Records from a data source:
━━━━━━━━━━

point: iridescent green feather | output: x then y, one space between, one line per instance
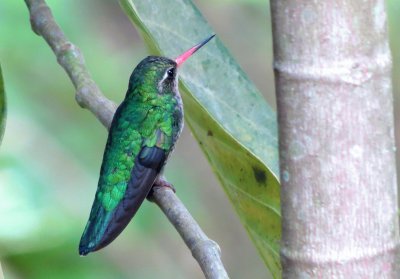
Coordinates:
150 116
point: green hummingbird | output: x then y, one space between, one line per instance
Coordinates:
142 135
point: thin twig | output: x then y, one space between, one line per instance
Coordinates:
89 96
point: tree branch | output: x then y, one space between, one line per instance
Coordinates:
88 95
337 160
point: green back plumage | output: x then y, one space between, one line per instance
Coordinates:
149 119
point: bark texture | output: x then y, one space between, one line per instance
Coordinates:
335 112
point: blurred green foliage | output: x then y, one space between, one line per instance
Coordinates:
52 149
2 107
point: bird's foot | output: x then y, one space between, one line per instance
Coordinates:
160 182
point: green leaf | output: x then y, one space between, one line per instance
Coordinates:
233 124
2 107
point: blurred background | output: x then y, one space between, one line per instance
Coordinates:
52 149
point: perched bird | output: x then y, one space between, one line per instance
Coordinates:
143 133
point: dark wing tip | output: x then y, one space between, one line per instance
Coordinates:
85 249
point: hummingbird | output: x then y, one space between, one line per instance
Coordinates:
143 133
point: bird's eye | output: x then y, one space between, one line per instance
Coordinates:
171 72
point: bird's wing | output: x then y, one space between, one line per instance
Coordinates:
131 163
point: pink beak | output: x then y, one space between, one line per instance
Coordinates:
182 58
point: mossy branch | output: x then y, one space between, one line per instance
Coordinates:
89 96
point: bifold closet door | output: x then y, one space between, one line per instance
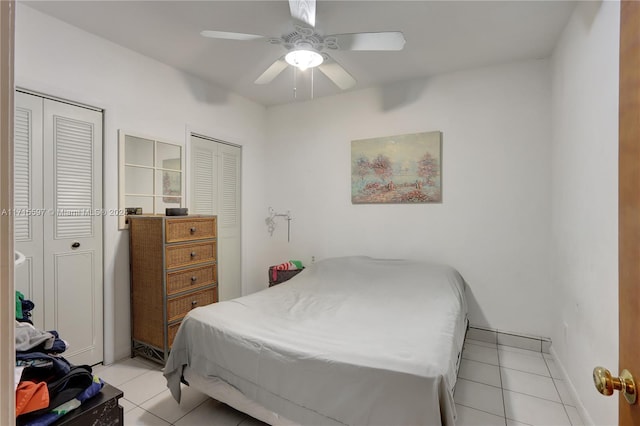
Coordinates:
214 188
27 195
71 236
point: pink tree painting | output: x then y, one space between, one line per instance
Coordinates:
397 169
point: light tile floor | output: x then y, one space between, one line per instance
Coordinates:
497 385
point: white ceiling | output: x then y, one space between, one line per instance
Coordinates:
441 36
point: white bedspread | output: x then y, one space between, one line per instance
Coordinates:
354 341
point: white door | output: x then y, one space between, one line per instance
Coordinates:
27 198
214 188
71 237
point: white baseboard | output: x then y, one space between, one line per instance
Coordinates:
584 414
509 338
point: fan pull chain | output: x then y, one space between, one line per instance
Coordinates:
295 93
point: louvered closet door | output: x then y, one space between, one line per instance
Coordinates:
73 236
214 188
27 198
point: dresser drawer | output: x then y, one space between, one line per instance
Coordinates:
172 330
179 306
192 278
177 230
189 254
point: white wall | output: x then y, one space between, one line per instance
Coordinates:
494 221
144 96
585 200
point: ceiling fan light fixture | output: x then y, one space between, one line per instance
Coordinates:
303 59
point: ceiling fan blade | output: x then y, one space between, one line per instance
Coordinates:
272 72
304 11
230 36
388 40
337 74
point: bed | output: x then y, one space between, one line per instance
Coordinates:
349 341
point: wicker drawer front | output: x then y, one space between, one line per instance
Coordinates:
190 278
179 306
189 254
190 229
172 330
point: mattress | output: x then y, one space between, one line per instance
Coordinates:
352 341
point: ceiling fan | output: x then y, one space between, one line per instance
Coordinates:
306 48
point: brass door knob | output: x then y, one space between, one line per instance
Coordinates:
606 384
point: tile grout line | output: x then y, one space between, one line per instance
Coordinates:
478 409
504 405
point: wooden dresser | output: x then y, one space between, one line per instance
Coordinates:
173 270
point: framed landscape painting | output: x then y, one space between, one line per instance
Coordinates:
403 169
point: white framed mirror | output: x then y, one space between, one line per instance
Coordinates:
151 175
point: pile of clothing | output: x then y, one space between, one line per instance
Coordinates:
284 271
47 385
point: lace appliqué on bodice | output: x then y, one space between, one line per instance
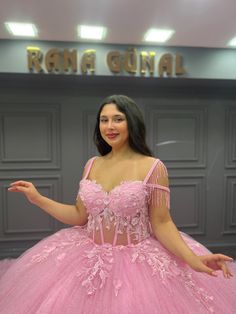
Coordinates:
123 210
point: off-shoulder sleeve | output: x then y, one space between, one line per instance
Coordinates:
158 186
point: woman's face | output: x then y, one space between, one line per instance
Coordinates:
113 126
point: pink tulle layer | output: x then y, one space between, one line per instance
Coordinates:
68 273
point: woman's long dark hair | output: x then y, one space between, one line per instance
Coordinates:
136 126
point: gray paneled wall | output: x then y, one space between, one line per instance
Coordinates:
46 129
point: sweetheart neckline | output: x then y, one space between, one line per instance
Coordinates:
115 187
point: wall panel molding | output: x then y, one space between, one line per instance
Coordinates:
29 136
89 120
189 203
229 210
230 137
178 135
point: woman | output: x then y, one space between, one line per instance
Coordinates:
124 254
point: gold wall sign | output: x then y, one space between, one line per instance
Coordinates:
131 61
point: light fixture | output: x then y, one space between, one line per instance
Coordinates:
22 29
158 35
232 42
91 32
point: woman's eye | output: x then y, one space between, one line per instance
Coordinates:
118 119
103 120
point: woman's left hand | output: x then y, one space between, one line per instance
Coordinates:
217 262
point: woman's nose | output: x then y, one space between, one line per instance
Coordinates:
110 124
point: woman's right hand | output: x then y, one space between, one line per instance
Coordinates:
26 188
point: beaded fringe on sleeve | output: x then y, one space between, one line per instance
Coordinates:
157 183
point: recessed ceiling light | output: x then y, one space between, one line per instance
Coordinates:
91 32
158 35
232 42
22 29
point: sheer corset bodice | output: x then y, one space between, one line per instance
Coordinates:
120 217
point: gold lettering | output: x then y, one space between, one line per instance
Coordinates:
130 61
114 61
88 61
147 60
70 60
179 70
35 57
53 60
166 65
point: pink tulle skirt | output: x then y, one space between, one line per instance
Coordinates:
68 273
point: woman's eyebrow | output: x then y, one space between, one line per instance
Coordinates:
116 115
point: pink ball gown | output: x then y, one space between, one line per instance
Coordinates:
113 264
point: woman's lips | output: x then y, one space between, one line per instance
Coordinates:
111 136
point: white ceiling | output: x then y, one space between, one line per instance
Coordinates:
197 23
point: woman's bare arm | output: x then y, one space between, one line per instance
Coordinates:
68 214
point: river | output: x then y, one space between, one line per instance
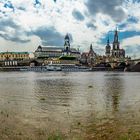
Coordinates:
73 106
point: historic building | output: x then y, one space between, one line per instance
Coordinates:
88 57
47 52
116 51
14 55
56 52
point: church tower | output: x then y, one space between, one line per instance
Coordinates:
108 48
67 44
116 45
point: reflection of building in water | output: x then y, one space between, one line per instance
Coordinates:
113 91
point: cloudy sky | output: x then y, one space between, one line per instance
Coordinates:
25 24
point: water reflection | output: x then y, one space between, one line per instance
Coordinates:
114 90
75 103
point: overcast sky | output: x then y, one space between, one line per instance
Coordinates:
25 24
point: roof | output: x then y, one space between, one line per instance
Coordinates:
59 49
14 53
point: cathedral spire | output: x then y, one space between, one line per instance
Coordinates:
116 39
108 41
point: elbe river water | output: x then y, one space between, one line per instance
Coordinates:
76 105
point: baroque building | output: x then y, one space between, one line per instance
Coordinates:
88 57
56 52
116 51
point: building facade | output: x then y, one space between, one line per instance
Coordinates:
14 55
88 57
56 52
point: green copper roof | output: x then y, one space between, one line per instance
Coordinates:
14 53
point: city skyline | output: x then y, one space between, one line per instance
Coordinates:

━━━━━━━━━━

Task objective
Word for word, restate the records above and drop the pictures.

The completed task
point: iridescent green feather | output: x then y, one space between, one line per instance
Coordinates:
150 116
point: green hummingbird | output: x then y, one space between, one line per instance
Coordinates:
142 135
point: thin twig | output: x then y, one space between, one line per instance
Coordinates:
89 96
point: tree branch | output: x then y, one space between, one line per instance
Coordinates:
88 95
337 160
point: green back plumage | output: x then y, one space between, one line per instance
Coordinates:
149 119
point: bark texture | output: x then y, one space between, one line per instance
Coordinates:
335 112
point: blurred green foliage | output: x then y, one space between, one line per instance
Coordinates:
52 149
2 107
point: bird's foot | output: x then y, one space between, one line per instance
Coordinates:
160 182
point: green leaf | output: x then y, one space between, one line per instance
Coordinates:
233 124
2 107
point: blurred background | output: x then y, one space between, one line per instance
Coordinates:
52 149
point: perched bird | output: x then y, one space between, one line per instance
Coordinates:
143 133
point: dark wing tip | output: x then y, one space between, one line per instance
Coordinates:
85 249
point: hummingbird | output: x then y, one space between, one line per instance
Coordinates:
143 133
point: bird's eye | output: x then y, one space between, one line per instance
Coordinates:
171 72
point: bird's wing | output: x then y, one space between, one line per instance
Coordinates:
131 163
point: pink beak | output: x then y, one space between, one line per instance
Coordinates:
182 58
point: mossy branch | output: x then y, one space between, one line per instance
Coordinates:
89 96
point: bifold closet door | output: x then y, one space between, one line per instance
Coordinates:
214 188
27 195
71 236
point: pink tree painting | output: x then y, one space between, one line per instance
Coordinates:
397 169
point: light tile floor | output: x then y, one space between, one line per instance
Coordinates:
497 385
point: white ceiling | output: x then y, one space between, one line per instance
Coordinates:
441 36
point: white bedspread | output: x then y, one space between, one line per instance
Coordinates:
354 341
point: white door | output: x then y, one space between, one line per instance
Coordinates:
27 198
214 188
71 237
point: white baseboard | output: x then y, one space between, one line per instance
Coordinates:
584 414
509 338
point: fan pull chain | output: x then y, one space between, one line per instance
Coordinates:
295 93
point: louvered closet door | output: x then y, one space between, one line per instance
Coordinates:
73 236
214 188
27 198
point: dresser drawer | output: x then y, one space between, one line per instance
Coordinates:
172 330
179 306
192 278
177 230
189 254
point: white wall | output: x then y, one space between, one line per instance
Coordinates:
494 221
144 96
585 200
point: ceiling fan light fixture | output: x then y, one space between, one line per instance
Coordinates:
303 59
point: ceiling fan blade | output: x then y, one space between, one line per instance
Coordinates:
272 72
304 11
230 36
388 40
337 74
point: bed | output: x then y, one space between, one line per instance
Coordinates:
349 341
point: wicker drawer front | output: x then y, one space between, one line per instance
Coordinates:
190 278
179 306
189 254
190 229
172 330
point: mattress | output: x then y, one space between, one line per instance
Coordinates:
352 341
point: ceiling fan | output: x then y, one space between, one line per instance
Coordinates:
306 48
point: brass door knob | output: x then y, one space between, one line per instance
Coordinates:
606 384
point: tile grout line | output: x then y, one space between, one line per instance
Coordinates:
478 409
504 405
point: wooden dresser | output: x then y, one space between, one line per instance
Coordinates:
173 270
point: framed landscape painting | output: x then y, one space between, one line per instance
Coordinates:
403 169
point: white framed mirror | output: x then y, one space between, one line per instance
Coordinates:
151 175
point: pile of clothing | output: x then y, one space between, one line per instance
Coordinates:
284 271
47 385
point: lace appliqué on bodice | output: x then y, one space between, one line per instance
Coordinates:
123 210
point: off-shoulder sleeve | output: x then y, one space between, one line per instance
Coordinates:
158 186
point: woman's face | output: x then y, one space between, one line per instance
Coordinates:
113 126
point: pink tulle layer | output: x then y, one space between, one line per instance
Coordinates:
68 273
point: woman's long dark hair | output: x then y, one space between, one line per instance
Coordinates:
136 126
point: gray paneled wall | output: x then y, one space between, one line per instance
Coordinates:
46 129
point: sweetheart neckline | output: x then y, one space between, one line per instance
Coordinates:
115 187
point: wall panel molding | output: x then y, one space between, one line per instance
Coordinates:
29 136
89 120
189 203
229 210
230 137
178 135
point: woman | output: x then y, one space between, one line per instance
Coordinates:
124 254
point: gold wall sign | output: x then y, one space between, one line per instance
Coordinates:
131 61
point: light fixture | output: x then y, one space between, one line per instance
Coordinates:
22 29
158 35
232 42
91 32
point: woman's eye | output: x then y, one space between, one line per instance
Coordinates:
118 119
103 120
point: woman's left hand | output: x then y, one space between, one line per instance
Coordinates:
217 262
point: woman's nose | output: x then y, one space between, one line per instance
Coordinates:
110 124
point: woman's right hand | output: x then y, one space between, one line per instance
Coordinates:
26 188
point: beaded fringe on sleeve | output: x then y, one space between, one line per instance
Coordinates:
157 183
point: recessed ceiling light | output: x then y, one space between, one line per instance
Coordinates:
91 32
158 35
232 42
22 29
point: sheer corset bodice | output: x then y, one space between, one line per instance
Coordinates:
120 217
point: gold lettering | output: x then y, one space between, one line per instance
Coordinates:
130 61
114 61
88 61
147 60
70 60
179 70
35 57
53 60
166 65
point: pink tulle skirt | output: x then y, one space between, one line per instance
Coordinates:
68 273
point: woman's eyebrow | output: x then y, one space between, one line per instance
Coordinates:
116 115
point: pink ball gown | output: x then y, one space between, one line per instance
Coordinates:
113 264
point: woman's lips | output: x then y, one space between, one line per instance
Coordinates:
111 136
point: white ceiling | output: x then y, one space between, one line per instance
Coordinates:
197 23
point: woman's bare arm | output: x then y, one space between, one line per instance
Coordinates:
68 214
point: river | output: x then y, one space between, one line per instance
Coordinates:
73 106
point: historic building | output: x then y, one space between, one line per instance
Coordinates:
88 57
47 52
116 51
14 55
56 52
point: church tower | output: x then y, one space between, one line per instance
Coordinates:
108 48
67 44
116 45
point: reflection of building in water | output: x then y, one space between, one line per instance
Coordinates:
113 91
point: cloudy sky | output: x then y, one space between, one line per instance
Coordinates:
25 24
point: water reflection | output: x then y, one space between, one line per instance
Coordinates:
114 90
75 103
point: overcast sky | output: x then y, one space between, one line per instance
Coordinates:
25 24
point: roof | output: x then y, one space between, one line per instance
Coordinates:
59 49
14 53
point: cathedral spire | output: x then y, one space between, one line per instance
Coordinates:
116 39
108 41
point: elbe river water | output: x then y, one space between, one line per instance
Coordinates:
76 105
point: baroque building | output: x then y, one space between, one line per instance
Coordinates:
88 57
56 52
116 51
point: building facade | output: x then y, one space between, one line per instance
Coordinates:
14 55
88 57
56 52
point: green copper roof | output: x then y, one space between, one line per instance
Coordinates:
14 53
point: city skyline | output: x then y, one space between, one line per instance
Coordinates:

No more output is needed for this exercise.